▸ **Input data**
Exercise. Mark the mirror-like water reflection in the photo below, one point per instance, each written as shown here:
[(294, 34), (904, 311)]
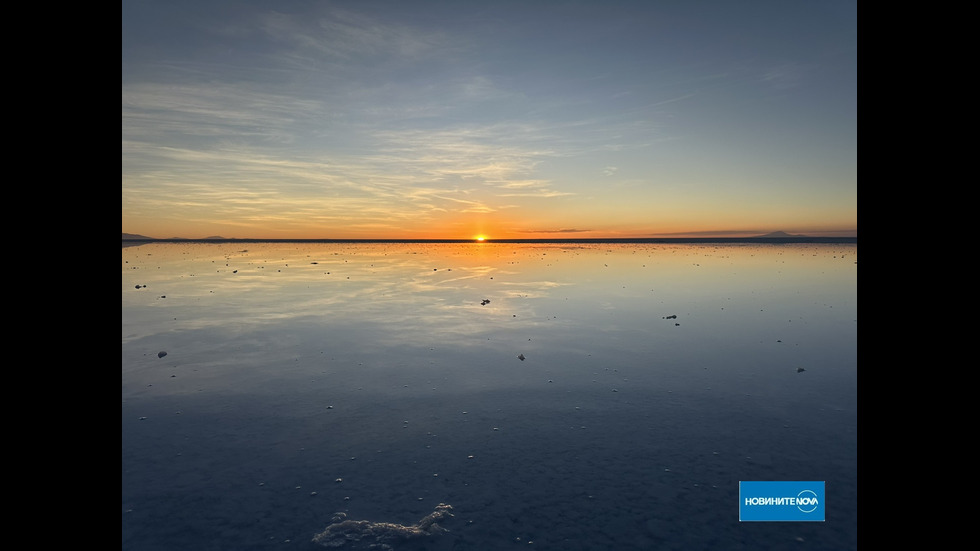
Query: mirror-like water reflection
[(654, 378)]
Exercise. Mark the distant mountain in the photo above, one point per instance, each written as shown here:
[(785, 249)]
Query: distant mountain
[(781, 234)]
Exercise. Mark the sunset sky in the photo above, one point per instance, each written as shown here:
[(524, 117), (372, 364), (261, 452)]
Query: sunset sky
[(509, 119)]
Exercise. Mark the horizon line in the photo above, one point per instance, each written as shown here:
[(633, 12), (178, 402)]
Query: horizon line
[(757, 238)]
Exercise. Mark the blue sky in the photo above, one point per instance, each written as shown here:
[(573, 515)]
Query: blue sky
[(375, 119)]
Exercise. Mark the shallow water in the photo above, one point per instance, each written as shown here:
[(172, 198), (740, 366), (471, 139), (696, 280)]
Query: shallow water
[(291, 366)]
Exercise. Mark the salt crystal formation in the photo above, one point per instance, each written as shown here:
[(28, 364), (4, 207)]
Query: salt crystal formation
[(364, 534)]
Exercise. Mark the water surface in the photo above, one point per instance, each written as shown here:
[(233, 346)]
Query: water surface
[(381, 380)]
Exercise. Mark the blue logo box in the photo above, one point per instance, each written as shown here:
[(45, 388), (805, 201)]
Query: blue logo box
[(781, 500)]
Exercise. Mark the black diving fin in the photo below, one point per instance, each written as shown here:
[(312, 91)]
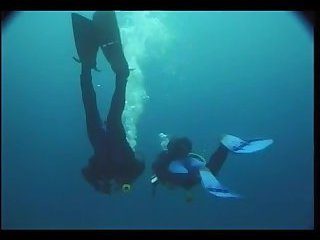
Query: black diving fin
[(109, 39), (85, 37)]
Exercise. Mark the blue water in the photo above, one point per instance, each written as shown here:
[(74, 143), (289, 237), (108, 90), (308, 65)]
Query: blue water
[(249, 74)]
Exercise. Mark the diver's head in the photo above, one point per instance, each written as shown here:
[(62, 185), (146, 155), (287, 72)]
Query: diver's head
[(179, 147)]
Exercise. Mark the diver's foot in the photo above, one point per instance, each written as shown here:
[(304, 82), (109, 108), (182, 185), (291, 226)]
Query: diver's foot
[(108, 37), (237, 145), (85, 40)]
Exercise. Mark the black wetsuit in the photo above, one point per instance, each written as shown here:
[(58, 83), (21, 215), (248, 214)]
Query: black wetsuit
[(161, 164), (113, 157)]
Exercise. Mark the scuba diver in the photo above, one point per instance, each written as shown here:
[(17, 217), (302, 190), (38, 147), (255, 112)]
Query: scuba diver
[(177, 166), (114, 164)]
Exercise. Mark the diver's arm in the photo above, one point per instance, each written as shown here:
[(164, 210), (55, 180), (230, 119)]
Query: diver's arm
[(93, 121), (217, 159)]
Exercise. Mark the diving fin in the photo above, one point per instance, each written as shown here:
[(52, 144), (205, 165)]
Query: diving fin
[(85, 39), (237, 145), (109, 39), (213, 186)]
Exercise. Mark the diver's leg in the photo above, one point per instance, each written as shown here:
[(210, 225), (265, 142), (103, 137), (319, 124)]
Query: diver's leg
[(94, 127), (217, 159), (114, 118)]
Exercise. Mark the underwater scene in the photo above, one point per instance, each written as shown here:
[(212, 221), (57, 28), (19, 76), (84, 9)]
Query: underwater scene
[(157, 120)]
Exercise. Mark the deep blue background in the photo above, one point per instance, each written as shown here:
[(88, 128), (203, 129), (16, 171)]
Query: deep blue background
[(244, 73)]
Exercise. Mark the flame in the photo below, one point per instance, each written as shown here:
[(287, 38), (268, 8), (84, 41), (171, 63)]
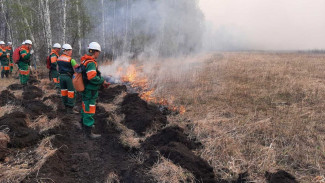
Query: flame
[(132, 75)]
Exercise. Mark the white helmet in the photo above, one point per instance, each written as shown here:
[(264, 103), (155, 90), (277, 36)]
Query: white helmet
[(28, 42), (56, 45), (66, 47), (94, 46)]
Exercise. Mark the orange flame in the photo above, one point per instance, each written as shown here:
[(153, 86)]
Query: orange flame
[(131, 75)]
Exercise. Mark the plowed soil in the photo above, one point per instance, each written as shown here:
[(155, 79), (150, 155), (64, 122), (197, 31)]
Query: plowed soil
[(79, 159)]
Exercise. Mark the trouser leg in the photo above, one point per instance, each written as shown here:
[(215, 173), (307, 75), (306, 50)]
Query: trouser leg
[(64, 91), (89, 107)]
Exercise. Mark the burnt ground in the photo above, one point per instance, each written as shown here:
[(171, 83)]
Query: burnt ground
[(79, 159), (139, 115)]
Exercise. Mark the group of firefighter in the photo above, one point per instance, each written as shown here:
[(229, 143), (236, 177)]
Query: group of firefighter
[(62, 69)]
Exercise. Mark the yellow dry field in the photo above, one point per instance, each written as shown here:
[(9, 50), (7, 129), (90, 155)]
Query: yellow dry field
[(256, 112)]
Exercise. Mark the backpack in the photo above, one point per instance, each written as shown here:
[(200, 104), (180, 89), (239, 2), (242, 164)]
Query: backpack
[(79, 78), (16, 55), (48, 62)]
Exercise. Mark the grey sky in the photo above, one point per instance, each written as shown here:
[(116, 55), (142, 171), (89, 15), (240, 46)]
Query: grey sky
[(268, 24)]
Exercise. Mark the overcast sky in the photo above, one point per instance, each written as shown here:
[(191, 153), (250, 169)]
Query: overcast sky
[(267, 24)]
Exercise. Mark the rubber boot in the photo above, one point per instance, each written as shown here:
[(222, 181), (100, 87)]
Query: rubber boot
[(90, 134), (70, 110)]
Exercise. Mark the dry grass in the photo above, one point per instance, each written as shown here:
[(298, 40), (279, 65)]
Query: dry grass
[(166, 171), (9, 109), (255, 112)]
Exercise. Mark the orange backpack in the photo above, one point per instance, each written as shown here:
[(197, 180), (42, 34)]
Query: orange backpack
[(16, 55), (80, 76)]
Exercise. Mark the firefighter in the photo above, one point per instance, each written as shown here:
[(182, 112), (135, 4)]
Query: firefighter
[(65, 67), (93, 83), (4, 60), (24, 61), (10, 52), (54, 55)]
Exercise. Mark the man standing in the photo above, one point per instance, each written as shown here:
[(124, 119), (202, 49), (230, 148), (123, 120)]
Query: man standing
[(66, 66), (24, 61), (92, 84), (10, 52), (54, 55), (4, 60)]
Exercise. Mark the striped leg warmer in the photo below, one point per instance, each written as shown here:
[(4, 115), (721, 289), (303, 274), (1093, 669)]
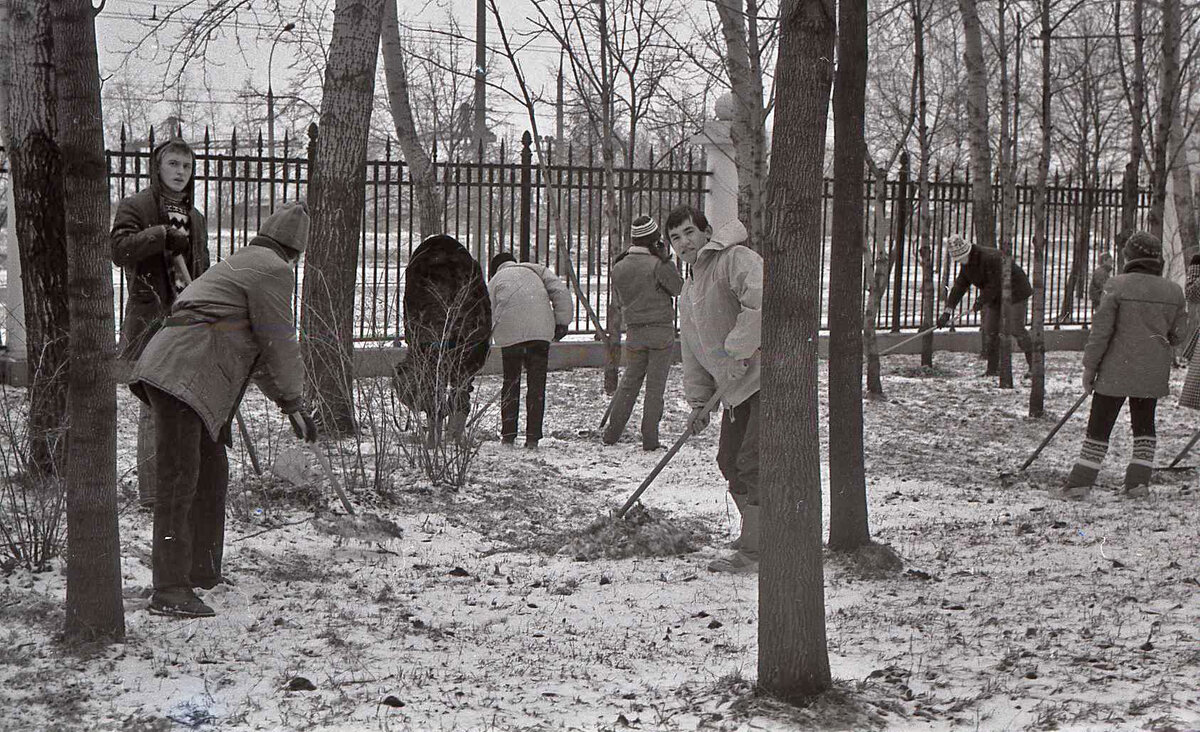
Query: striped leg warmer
[(1138, 473), (1087, 467)]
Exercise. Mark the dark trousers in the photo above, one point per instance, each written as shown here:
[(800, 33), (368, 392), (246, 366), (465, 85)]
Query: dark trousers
[(1017, 315), (1107, 408), (647, 358), (532, 357), (189, 510), (737, 453)]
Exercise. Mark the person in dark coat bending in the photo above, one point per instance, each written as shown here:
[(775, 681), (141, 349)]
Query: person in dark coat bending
[(983, 268), (232, 324)]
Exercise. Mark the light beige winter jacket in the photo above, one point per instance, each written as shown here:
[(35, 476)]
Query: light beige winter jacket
[(720, 318), (527, 301)]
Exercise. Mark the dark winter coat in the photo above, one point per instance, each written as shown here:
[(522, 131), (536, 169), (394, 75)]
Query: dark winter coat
[(139, 245), (445, 303), (1141, 316), (984, 270), (233, 322), (645, 286)]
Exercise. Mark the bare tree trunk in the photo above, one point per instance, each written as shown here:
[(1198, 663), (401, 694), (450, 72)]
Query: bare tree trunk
[(95, 609), (924, 216), (616, 240), (793, 660), (879, 267), (1038, 387), (40, 225), (982, 214), (420, 168), (336, 195), (847, 477), (1007, 208), (739, 25)]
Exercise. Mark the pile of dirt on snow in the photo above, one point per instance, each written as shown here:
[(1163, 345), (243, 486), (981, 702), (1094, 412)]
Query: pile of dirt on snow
[(641, 533)]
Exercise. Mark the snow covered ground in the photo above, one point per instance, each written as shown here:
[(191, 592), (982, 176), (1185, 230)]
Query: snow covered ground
[(1014, 610)]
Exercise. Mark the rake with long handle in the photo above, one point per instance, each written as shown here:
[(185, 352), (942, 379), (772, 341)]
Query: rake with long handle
[(181, 270), (1055, 431)]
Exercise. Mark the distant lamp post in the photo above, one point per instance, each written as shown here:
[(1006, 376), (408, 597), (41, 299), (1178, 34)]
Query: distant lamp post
[(270, 105)]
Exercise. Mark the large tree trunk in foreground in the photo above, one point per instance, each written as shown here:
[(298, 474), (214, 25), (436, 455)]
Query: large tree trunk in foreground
[(37, 192), (95, 609), (847, 478), (420, 168), (793, 659), (336, 195)]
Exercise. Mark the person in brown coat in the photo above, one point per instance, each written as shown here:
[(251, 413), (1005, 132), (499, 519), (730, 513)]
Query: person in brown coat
[(153, 227), (1129, 355), (232, 324), (646, 282)]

▸ **Directions**
Show the lines above with "below".

▸ **Answer area**
Exercise. Mark the mirror-like water reflection in the photo below, one point per instance, each written as shown here:
Exercise. Mark the black diving fin in the photo below, one point per instance, each written as shown here:
Exercise. Mark the flame in the photo below, one point per instance, each written as shown here:
Exercise. Mark the striped leg warmer in the photo below, one point per instance, each written as shown here:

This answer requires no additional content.